:: Supplied passage ::
Reality Has Its Own Nakedness – 10 quotes from my books – The Mystical Imagination: Seeing the Sacredness of All of Life and The Communal Imagination: Finding a Way to Share Life Together
by Mark Votava
1. Contemplation is about listening deeply
“God is calling us to awareness as the body of Christ in the parish. We are being drawn into an awareness of place, conviviality, mystery, integration, neighborliness, love, humility, and beauty. Awareness is subversive. Awareness has an intuitive sense of imagination. The practice of contemplation cultivates the mystical imagination of awareness. Contemplation is about listening deeply without words, with a keen sense of mystery that cultivates awareness.” The Mystical Imagination: Seeing the Sacredness of All of Life
2. As something beautiful, as something sacred
“’Humility is necessary,’ writes Martin Laird, ‘if we are to see into our wounds.’ Through humility we can start to understand our afflictions as something beautiful, as something sacred. They are shaping us into who we are becoming. We cannot see what we need to see in our wounds without humility, without brokenness. We cannot close our eyes to our wounds. It is important to embrace the pain of brokenness and just let it be.” The Communal Imagination: Finding a Way to Share Life Together
3. What did Jesus do in the desert for 40 days?
:::
:: Stored data ::
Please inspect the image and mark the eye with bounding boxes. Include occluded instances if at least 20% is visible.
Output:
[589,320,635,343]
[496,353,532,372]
:::
Copy out the whole Mark Votava book quotations text word for word.

Result for this task —
Reality Has Its Own Nakedness – 10 quotes from my books – The Mystical Imagination: Seeing the Sacredness of All of Life and The Communal Imagination: Finding a Way to Share Life Together
by Mark Votava
1. Contemplation is about listening deeply
“God is calling us to awareness as the body of Christ in the parish. We are being drawn into an awareness of place, conviviality, mystery, integration, neighborliness, love, humility, and beauty. Awareness is subversive. Awareness has an intuitive sense of imagination. The practice of contemplation cultivates the mystical imagination of awareness. Contemplation is about listening deeply without words, with a keen sense of mystery that cultivates awareness.” The Mystical Imagination: Seeing the Sacredness of All of Life
2. As something beautiful, as something sacred
“’Humility is necessary,’ writes Martin Laird, ‘if we are to see into our wounds.’ Through humility we can start to understand our afflictions as something beautiful, as something sacred. They are shaping us into who we are becoming. We cannot see what we need to see in our wounds without humility, without brokenness. We cannot close our eyes to our wounds. It is important to embrace the pain of brokenness and just let it be.” The Communal Imagination: Finding a Way to Share Life Together
3. What did Jesus do in the desert for 40 days?